RéFORME DES RETRAITES. QUE DIT CET ARTICLE 40 BRANDI, AUJOURD’HUI, PAR LE GOUVERNEMENT ?

Les députés Liot, soutenus par la Nupes, le RN et une partie de LR, ont déposé une proposition de loi visant à abroger le report de l’âge légal de départ à la retraite à 64 ans. L’exécutif ne veut pas en entendre parler et tente de torpiller cette initiative. Comment ? En brandissant la Constitution. Explications.

L’absence de majorité absolue à l’Assemblée nationale a, au moins, un mérite : apprendre aux Français – ou les faire réviser – les nombreux articles de la Constitution de la Ve République. Après le 44-3 (vote bloqué), le 47-1 (débats limités à cinquante jours) ou encore le 49-3 (adoption d’un texte sans vote), utilisés au Parlement durant l’examen de la réforme des retraites, place désormais au 40.
--- --- ---
Objectif de l'exercice: Prolongez l'extrait sur l'article 40 de la Constitution, invoqué par le gouvernement face à la proposition d'abrogation de la réforme des retraites, en reprenant après sa dernière phrase.

Enregistrements issus d'une collection:
--- --- ---
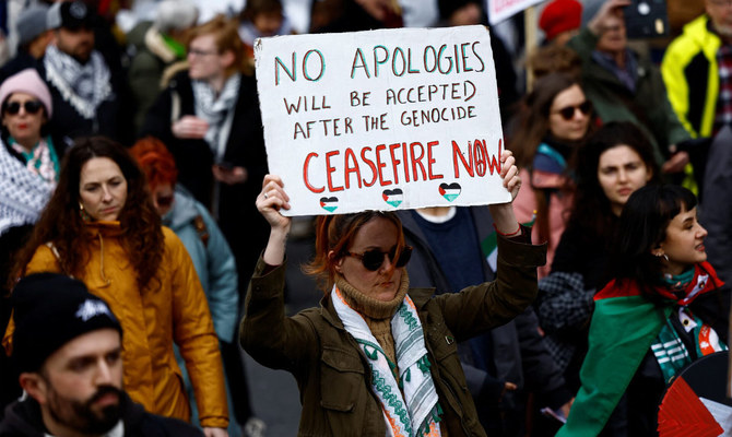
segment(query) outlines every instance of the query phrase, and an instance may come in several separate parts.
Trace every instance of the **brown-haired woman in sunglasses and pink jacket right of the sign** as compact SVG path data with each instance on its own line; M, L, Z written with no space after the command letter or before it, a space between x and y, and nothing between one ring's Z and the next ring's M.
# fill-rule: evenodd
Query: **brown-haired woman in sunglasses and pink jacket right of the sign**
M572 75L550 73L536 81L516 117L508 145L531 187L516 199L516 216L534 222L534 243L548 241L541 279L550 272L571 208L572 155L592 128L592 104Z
--- --- ---
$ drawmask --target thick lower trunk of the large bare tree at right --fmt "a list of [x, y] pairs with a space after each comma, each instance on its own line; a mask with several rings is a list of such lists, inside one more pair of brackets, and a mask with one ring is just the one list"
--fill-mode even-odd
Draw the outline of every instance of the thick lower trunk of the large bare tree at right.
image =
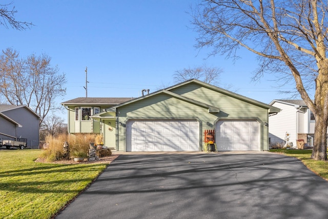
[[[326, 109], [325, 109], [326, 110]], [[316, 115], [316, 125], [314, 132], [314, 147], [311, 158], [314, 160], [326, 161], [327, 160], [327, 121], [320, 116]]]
--- --- ---
Résultat attendu:
C’est celui brandi par le gouvernement et sa majorité relative pour tenter d’empêcher le débat, en séance plénière au Palais Bourbon le jeudi 8 juin, sur la proposition de loi Liot, visant à abroger le report de l’âge légal de départ à la retraite à 64 ans. Soutenu par la Nupes, le RN et une partie de la droite LR, ce texte a des chances d’être adopté en première lecture. Ce qui met l’exécutif sous tension.

« Elle est inconstitutionnelle »

Que dit cet article 40 ? D’une écriture simple, il interdit à un parlementaire ou à une formation de soumettre au vote une initiative qui aggraverait les finances publiques sans les compenser financièrement. Dans le cas présent, l’abrogation de la réforme de retraites créerait entre quinze et dix-huit milliards de charges supplémentaires… uniquement gagées par des taxes sur les tabacs.

Inconstitutionnel, dénoncent donc Emmanuel Macron, Élisabeth Borne ou encore Yaël Braun-Pivet, la présidente de l’Assemblée nationale. « Cet article 40 est clair, a-t-elle martelé, ce mardi matin, sur France 2. La proposition de loi Liot doit donc être déclarée inconstitutionnelle. Il ne peut y avoir de discussion dans l’hémicycle le jeudi 8 juin sur un texte inconstitutionnel. »

« Le gage tabac est suffisamment consistant »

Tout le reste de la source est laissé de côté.